» **What is expected**: Filter the entries below down to the lines that hold "table".

» **Records from a data collection**:
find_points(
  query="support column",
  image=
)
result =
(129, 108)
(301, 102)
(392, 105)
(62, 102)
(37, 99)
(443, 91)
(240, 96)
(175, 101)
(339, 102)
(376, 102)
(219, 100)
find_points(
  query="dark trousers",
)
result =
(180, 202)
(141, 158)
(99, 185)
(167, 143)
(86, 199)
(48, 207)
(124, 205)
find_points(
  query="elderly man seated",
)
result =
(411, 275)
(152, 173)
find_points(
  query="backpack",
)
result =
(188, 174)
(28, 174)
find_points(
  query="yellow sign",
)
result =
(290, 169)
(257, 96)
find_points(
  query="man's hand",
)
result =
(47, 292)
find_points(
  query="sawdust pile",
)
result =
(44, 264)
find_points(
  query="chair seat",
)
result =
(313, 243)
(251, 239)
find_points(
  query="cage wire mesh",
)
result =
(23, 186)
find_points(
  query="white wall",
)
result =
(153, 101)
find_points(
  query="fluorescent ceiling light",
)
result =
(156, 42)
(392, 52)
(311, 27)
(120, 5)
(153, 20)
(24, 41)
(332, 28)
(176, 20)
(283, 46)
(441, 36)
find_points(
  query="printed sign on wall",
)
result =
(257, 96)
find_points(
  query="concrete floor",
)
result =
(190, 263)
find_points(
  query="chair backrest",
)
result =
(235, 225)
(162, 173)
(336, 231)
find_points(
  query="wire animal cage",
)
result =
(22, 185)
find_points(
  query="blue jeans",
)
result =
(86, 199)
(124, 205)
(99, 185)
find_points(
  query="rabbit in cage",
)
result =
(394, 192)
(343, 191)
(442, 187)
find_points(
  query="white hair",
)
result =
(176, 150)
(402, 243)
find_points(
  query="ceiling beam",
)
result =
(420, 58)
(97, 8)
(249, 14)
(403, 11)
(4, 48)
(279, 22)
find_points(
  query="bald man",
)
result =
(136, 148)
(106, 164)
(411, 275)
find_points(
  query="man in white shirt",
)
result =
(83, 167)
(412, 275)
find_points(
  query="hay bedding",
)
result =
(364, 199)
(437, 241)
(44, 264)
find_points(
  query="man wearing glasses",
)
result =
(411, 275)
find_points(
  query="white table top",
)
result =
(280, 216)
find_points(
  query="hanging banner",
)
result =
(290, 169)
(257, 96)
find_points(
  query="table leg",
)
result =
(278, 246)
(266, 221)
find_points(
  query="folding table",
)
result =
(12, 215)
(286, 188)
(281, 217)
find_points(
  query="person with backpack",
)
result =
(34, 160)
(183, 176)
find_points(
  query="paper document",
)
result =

==

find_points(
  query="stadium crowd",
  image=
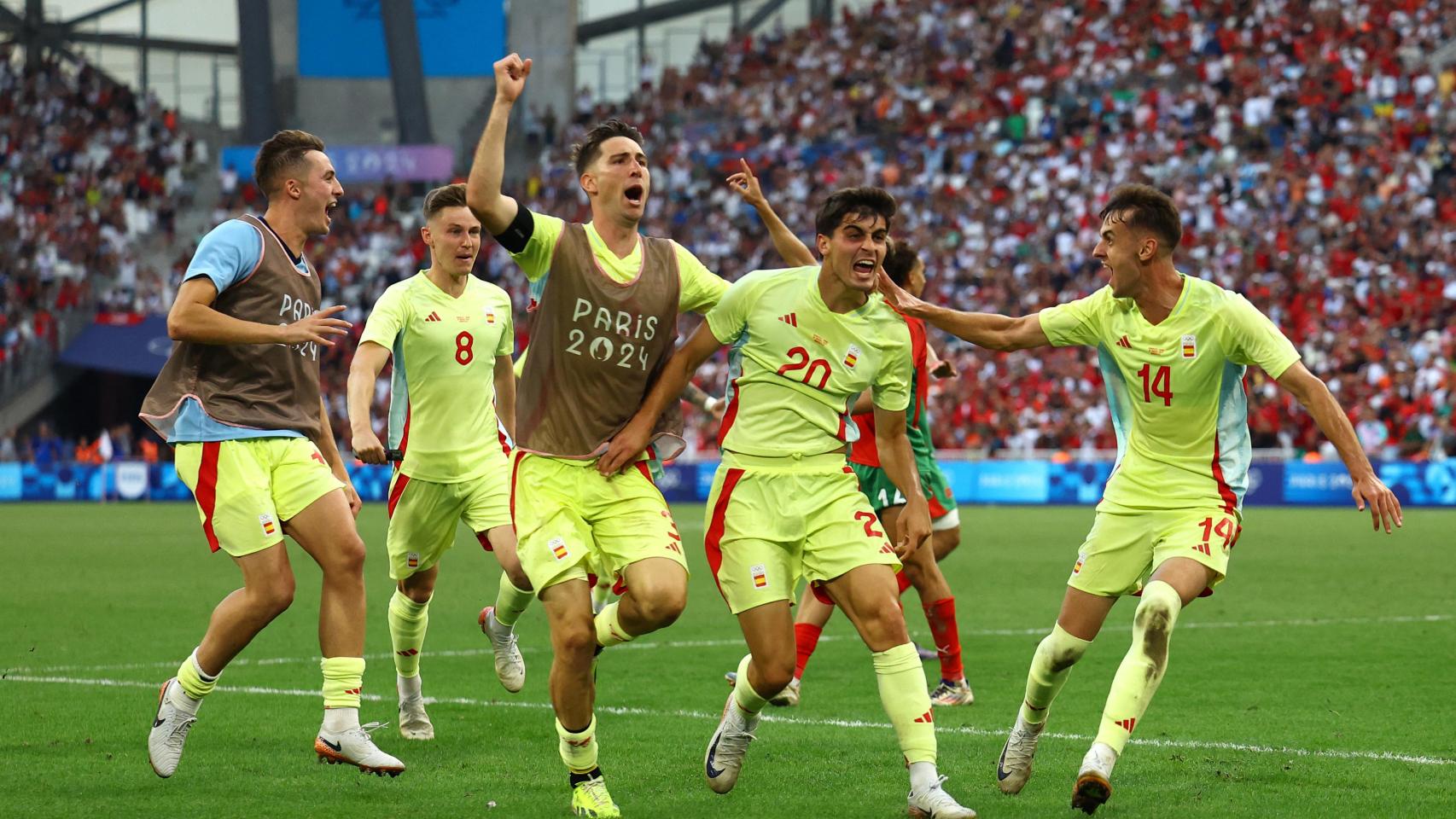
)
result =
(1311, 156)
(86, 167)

» **Output for this task**:
  query="white table top",
  query="table leg",
  query="folding table",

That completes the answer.